Exercise instructions -
What is needed is a word-for-word transcription of every record below.

(Collection entries)
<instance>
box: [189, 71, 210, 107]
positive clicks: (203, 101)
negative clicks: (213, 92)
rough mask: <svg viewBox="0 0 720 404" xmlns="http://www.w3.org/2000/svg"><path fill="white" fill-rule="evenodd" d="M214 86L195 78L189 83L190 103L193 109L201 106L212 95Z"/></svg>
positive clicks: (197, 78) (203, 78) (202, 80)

Output below -
<instance>
box: [189, 71, 210, 107]
positive clicks: (203, 101)
negative clicks: (213, 92)
rough mask: <svg viewBox="0 0 720 404" xmlns="http://www.w3.org/2000/svg"><path fill="white" fill-rule="evenodd" d="M214 86L195 78L189 83L190 103L193 109L201 106L212 95Z"/></svg>
positive clicks: (197, 78) (203, 78) (202, 80)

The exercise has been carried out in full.